## WHAT THIS TASK INVOLVES
Exact copies of the line with "task | for every instance of the horse ear, place" and of all lines after it through the end of the entries are required, and no other lines.

>>>

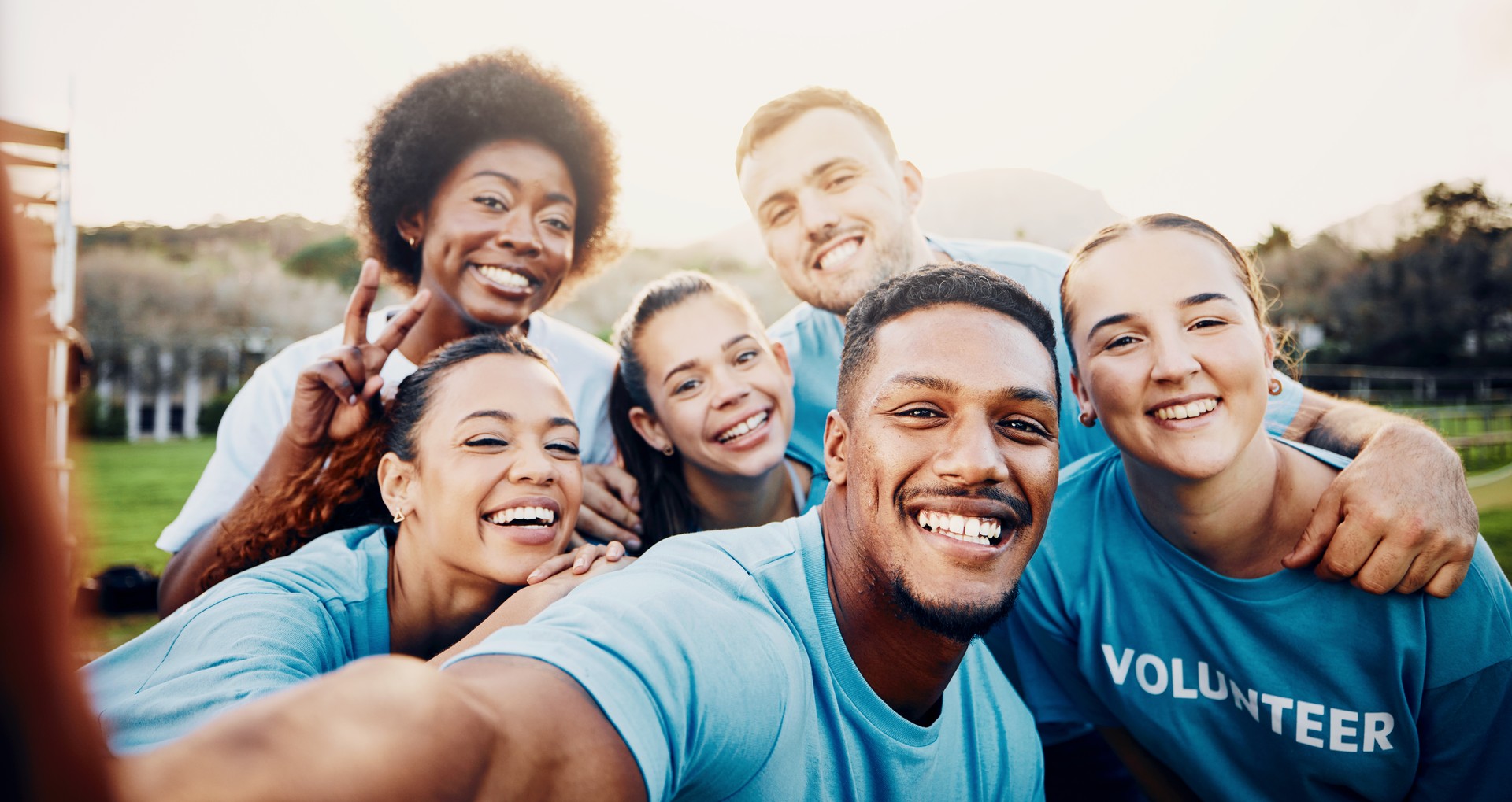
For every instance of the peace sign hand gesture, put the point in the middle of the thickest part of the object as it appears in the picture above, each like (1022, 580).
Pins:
(335, 396)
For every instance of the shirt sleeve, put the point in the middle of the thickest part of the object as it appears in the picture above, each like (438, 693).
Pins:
(698, 701)
(243, 443)
(185, 672)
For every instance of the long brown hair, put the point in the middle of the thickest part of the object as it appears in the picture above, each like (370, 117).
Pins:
(665, 503)
(339, 490)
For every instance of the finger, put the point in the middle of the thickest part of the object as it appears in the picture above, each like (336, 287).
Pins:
(1385, 570)
(550, 568)
(596, 526)
(1319, 532)
(1447, 578)
(335, 376)
(372, 387)
(399, 325)
(360, 304)
(584, 558)
(605, 502)
(1347, 552)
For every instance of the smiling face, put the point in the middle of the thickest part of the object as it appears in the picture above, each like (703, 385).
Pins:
(948, 460)
(721, 391)
(498, 236)
(496, 481)
(1171, 355)
(835, 210)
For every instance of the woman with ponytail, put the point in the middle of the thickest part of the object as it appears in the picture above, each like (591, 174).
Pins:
(417, 522)
(702, 408)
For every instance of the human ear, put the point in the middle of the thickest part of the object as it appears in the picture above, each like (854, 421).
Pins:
(1083, 396)
(780, 354)
(835, 450)
(649, 428)
(412, 225)
(395, 478)
(912, 185)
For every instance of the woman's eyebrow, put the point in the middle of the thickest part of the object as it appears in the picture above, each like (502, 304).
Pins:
(1204, 298)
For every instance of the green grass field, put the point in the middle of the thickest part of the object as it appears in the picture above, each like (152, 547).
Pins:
(129, 493)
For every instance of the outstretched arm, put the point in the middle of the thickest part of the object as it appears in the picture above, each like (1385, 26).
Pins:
(392, 728)
(1400, 517)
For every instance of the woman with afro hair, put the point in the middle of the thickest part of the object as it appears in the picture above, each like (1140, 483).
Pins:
(487, 187)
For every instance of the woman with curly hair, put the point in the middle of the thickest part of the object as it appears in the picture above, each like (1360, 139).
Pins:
(487, 187)
(475, 463)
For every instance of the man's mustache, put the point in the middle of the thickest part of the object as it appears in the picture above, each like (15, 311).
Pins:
(1022, 514)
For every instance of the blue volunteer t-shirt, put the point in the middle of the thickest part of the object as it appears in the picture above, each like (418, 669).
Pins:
(1272, 688)
(718, 660)
(813, 338)
(269, 627)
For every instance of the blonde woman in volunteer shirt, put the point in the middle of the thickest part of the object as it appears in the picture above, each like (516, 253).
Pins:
(486, 186)
(1157, 604)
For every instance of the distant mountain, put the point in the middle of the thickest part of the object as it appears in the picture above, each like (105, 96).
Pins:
(1380, 227)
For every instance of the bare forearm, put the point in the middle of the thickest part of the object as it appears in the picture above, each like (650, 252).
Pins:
(1342, 427)
(180, 580)
(392, 728)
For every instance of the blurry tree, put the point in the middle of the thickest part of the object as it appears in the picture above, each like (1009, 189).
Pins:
(333, 261)
(1440, 297)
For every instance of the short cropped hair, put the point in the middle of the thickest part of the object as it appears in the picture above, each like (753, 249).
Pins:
(443, 116)
(933, 286)
(779, 113)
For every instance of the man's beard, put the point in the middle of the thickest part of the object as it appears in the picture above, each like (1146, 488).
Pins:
(894, 257)
(961, 623)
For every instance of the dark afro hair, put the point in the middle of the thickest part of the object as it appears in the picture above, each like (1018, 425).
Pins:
(443, 116)
(932, 286)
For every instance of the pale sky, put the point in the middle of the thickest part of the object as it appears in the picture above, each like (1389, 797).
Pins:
(1240, 113)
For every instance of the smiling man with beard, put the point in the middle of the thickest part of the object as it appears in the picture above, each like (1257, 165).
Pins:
(831, 656)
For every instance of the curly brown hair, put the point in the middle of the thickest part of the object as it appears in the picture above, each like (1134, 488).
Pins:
(339, 488)
(437, 121)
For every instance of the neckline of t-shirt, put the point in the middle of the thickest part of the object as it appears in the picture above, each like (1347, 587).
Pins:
(839, 663)
(1269, 588)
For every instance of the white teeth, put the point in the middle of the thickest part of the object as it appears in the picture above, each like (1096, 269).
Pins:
(743, 428)
(504, 517)
(499, 275)
(838, 254)
(974, 530)
(1180, 411)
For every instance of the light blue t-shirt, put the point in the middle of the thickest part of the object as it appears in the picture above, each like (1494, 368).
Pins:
(813, 338)
(1272, 688)
(262, 630)
(718, 660)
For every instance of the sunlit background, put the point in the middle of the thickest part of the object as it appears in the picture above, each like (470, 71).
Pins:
(1243, 113)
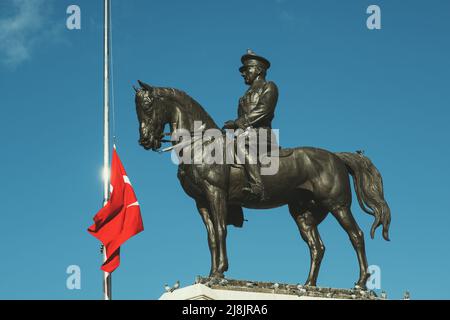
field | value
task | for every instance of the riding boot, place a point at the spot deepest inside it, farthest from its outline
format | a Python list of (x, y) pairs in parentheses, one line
[(255, 189)]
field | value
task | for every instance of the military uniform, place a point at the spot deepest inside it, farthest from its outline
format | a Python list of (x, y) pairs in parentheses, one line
[(256, 110)]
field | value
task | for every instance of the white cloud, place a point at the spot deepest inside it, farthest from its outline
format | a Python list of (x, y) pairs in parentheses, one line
[(22, 29)]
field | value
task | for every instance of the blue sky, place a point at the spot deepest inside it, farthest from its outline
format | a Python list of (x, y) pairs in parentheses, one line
[(342, 87)]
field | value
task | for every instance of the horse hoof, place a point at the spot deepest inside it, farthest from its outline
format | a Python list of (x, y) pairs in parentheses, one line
[(217, 275)]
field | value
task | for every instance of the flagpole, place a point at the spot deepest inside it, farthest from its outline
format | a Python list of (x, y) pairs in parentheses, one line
[(106, 275)]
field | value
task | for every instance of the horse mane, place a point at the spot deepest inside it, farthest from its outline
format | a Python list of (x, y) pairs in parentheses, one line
[(187, 103)]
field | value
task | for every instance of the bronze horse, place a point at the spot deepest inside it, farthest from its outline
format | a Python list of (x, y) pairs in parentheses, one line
[(311, 181)]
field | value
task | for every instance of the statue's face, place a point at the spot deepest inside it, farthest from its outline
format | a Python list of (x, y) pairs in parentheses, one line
[(150, 129), (250, 74)]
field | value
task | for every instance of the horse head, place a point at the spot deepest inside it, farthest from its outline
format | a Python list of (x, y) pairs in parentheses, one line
[(150, 116)]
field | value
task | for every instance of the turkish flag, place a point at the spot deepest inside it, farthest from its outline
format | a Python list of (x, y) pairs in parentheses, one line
[(120, 218)]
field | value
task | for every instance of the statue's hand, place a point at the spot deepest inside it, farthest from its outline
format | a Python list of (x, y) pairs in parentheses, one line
[(230, 124)]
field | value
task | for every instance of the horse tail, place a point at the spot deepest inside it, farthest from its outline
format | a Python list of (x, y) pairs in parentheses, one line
[(368, 185)]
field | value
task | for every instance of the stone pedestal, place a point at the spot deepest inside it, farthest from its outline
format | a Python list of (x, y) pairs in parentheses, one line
[(228, 289)]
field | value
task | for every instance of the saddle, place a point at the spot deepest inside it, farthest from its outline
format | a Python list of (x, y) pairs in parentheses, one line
[(282, 153)]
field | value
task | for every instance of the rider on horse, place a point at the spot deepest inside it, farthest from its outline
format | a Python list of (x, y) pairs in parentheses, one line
[(256, 111)]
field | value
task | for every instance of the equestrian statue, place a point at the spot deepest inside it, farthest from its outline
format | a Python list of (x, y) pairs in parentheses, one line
[(312, 182)]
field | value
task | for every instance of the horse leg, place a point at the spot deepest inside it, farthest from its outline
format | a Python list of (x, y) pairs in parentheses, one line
[(307, 225), (212, 238), (347, 221), (218, 205)]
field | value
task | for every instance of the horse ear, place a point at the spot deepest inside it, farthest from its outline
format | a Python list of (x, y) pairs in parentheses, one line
[(145, 86)]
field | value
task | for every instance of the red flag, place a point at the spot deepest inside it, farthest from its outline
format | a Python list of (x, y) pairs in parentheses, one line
[(120, 218)]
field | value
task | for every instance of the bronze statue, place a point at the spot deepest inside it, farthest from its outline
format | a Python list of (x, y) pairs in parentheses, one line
[(256, 110), (311, 181)]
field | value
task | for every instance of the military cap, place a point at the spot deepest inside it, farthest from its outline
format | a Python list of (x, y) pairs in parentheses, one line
[(252, 59)]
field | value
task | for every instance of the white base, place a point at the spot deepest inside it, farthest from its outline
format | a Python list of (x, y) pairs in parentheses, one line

<<<

## SOLVED PROBLEM
task | for every instance of the horse ear, place a point at the spot deepest inside it, farthest from its outline
format | a Python list of (x, y) pairs in parentheses, one line
[(145, 86)]
field | value
task | for every instance of the red flag, place a point at the spot deepest inside it, farthest from its outline
format | a Python list of (x, y) pairs in parentheses, one line
[(120, 218)]
field | value
task | for every instance of the bronze statue, place a point at the spot deepest inside it, farthest from its outline
format | a Python list of (x, y) pairs in parentheses, one line
[(256, 110), (311, 181)]
field | value
task | for every instance of the military cap, place a point at the spot deepest inside it, farthest from its outline
format | a Python list of (x, y) pairs in parentheses, one line
[(252, 59)]
field | value
task | for every instance of the white base, place a point at the spot deepest inside it, farthest from its outline
format | a Python list of (x, y) pairs in parentheses, one line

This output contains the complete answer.